[begin Source excerpt]

I notice a lot more movement with scopes that have a pin behing the lens.


----------



## 4brdgob (Aug 11, 2009)

ive spent a lot of money on lenses and started the season off with lense out do to weather, an now i dont want lense back, my scores are alittle better i can shoot with both eyes open where with the lense i cant anymore ,i feel more comfortable without the lense.


----------



## STUDENT-ARCHER (Jun 26, 2009)

ttt...good read keep it coming


----------



## NY911 (Dec 12, 2004)

No lens for me either!

Pretty sure Levi is lenseless as well, but not positive.


----------



## SpotShy (Mar 14, 2005)

A.j.
First of all, I'm glad to hear that no lens is working for you. I have been a no lens guy for the better part of 10 years. I never could seem to get the right combo that made it worth while. It was always either I could see the target great and not see the pin or vice versa. Well I recently did the exact opposite thing. I just went back to the lense. I got a Viper scope with a 4X and a 1/8 #1 clarifier and I feel like a blind man that suddenly can see. My vision is and always has been very good. I can see the 12 ring with my naked eye when most of my buddies can't. However the big issue I had was that the pin (even the .10 I shoot) looked the size of a soft ball to me. It covered up the spot I was trying to hit and resulted in me locking below the spot so I could see it. Just in case anybody is wondering, I'm not talking TP locking low, it was a matter of where did the 12 go? Now with the lens and the .10 pin, it seems so small that I can place it inside the 12 at modest distances. I shot my first 3D shoot with it this past weekend and my 12 ring count was some of the best it has been. 

I will agree that lenses and clarifiers can really be a burden in inclimate weather so I am prepared with another rig in case of it. Who knows, I may be back to no lens soon but right now I am really enjoying it. Funny how we have done the complete opposite and are shooting our best scores. Good luck!


----------



## SonnyThomas (Sep 10, 2006)

I've shot both ways. The one thing that I did do was stay with a lower powered lens. Quite a few suggest 3 to 4X and 3X being close to what was the IBO rule maximum of 8X binoculars and then 3 to 4X lens doesn't require a clarifier for most people.
I use a Sure Loc sight frame extend out to 8", a 4X lens and .029" pin with 1/2" circle, and a 3/64" peep. The 4X lens I have seems more like 3X, so little movement is detected and the .029" pin gives less perceived movement. With this sight setup my highest score was 32 up on a 40 target course though I dislike spots I have shot 300s on 5 Spots (has to be the most boring archery game going) and done exceptionally well on the Field course.


----------



## hrtlnd164 (Mar 22, 2008)

[end Source excerpt]
[begin Data shown]

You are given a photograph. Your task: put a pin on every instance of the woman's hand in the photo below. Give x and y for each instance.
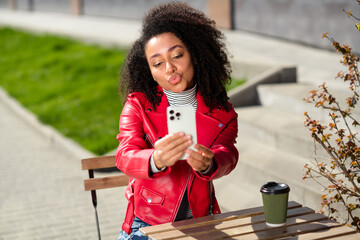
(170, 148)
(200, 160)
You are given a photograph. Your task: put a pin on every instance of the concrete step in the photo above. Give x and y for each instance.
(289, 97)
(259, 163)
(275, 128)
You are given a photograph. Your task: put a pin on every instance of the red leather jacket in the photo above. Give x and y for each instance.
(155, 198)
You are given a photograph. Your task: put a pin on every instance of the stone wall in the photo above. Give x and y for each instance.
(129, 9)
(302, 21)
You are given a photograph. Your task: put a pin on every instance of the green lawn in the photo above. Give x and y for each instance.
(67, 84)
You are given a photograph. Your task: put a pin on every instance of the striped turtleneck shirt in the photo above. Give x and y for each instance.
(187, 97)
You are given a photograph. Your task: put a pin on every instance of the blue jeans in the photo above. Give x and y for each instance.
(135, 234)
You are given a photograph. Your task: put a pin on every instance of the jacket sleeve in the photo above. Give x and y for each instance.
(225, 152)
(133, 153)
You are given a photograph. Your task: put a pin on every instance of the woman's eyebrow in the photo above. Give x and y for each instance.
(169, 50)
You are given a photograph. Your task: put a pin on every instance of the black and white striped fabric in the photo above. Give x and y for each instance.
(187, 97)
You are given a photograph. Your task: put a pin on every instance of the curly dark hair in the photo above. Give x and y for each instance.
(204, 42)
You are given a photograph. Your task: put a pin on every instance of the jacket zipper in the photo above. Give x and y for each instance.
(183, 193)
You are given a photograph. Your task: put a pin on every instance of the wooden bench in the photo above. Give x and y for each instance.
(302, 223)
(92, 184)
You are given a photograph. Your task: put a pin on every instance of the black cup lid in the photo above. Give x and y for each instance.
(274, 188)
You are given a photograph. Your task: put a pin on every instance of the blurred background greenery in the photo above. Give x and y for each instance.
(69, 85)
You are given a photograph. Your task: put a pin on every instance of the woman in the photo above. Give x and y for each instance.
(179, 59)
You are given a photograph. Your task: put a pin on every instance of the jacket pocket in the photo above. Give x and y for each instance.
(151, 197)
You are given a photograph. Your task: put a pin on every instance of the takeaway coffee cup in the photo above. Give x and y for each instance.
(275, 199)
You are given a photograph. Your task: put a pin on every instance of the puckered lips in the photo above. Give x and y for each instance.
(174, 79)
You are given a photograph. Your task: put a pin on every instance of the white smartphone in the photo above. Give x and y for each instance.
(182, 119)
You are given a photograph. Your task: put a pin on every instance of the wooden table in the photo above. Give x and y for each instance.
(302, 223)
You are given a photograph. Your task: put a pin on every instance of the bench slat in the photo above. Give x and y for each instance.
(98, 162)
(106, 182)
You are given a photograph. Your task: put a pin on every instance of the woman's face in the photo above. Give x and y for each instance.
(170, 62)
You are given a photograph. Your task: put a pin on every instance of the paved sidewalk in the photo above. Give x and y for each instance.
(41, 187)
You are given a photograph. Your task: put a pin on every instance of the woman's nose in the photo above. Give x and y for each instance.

[end Data shown]

### Objectives:
a. In the archery forum thread, what did SpotShy get along with the Viper scope?
b. Retype the archery forum thread from "ive spent a" up to and including "without the lense.".
The material has no part in this.

### Task solutions:
a. A 4X lens and a 1/8 #1 clarifier.

b.
ive spent a lot of money on lenses and started the season off with lense out do to weather, an now i dont want lense back, my scores are alittle better i can shoot with both eyes open where with the lense i cant anymore ,i feel more comfortable without the lense.